▶ **What to produce**
Copy each line of the entries below that contains the string "evenodd".

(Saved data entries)

• • • • •

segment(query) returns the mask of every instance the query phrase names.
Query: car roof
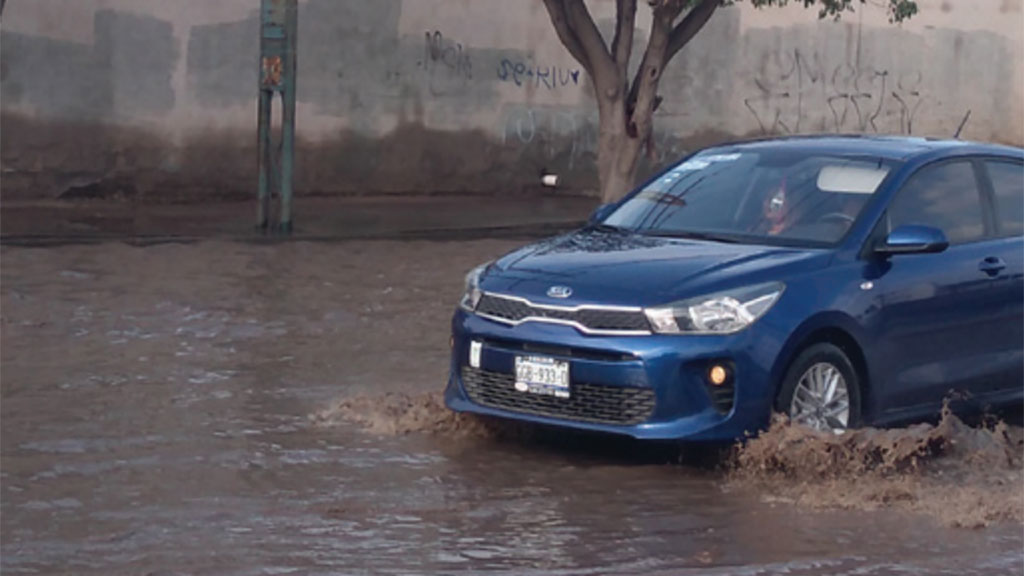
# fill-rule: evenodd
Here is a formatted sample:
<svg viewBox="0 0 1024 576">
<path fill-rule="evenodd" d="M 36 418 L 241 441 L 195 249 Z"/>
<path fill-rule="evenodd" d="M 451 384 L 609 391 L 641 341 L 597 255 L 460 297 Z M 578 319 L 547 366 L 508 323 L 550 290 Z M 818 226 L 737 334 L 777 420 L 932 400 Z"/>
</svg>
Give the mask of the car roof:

• • • • •

▶ **Output for this exercise**
# fill-rule: evenodd
<path fill-rule="evenodd" d="M 36 418 L 241 441 L 195 249 Z"/>
<path fill-rule="evenodd" d="M 451 384 L 609 391 L 641 341 L 597 255 L 460 297 Z M 578 319 L 547 366 L 508 323 L 550 290 Z M 818 226 L 737 334 L 777 420 L 932 400 Z"/>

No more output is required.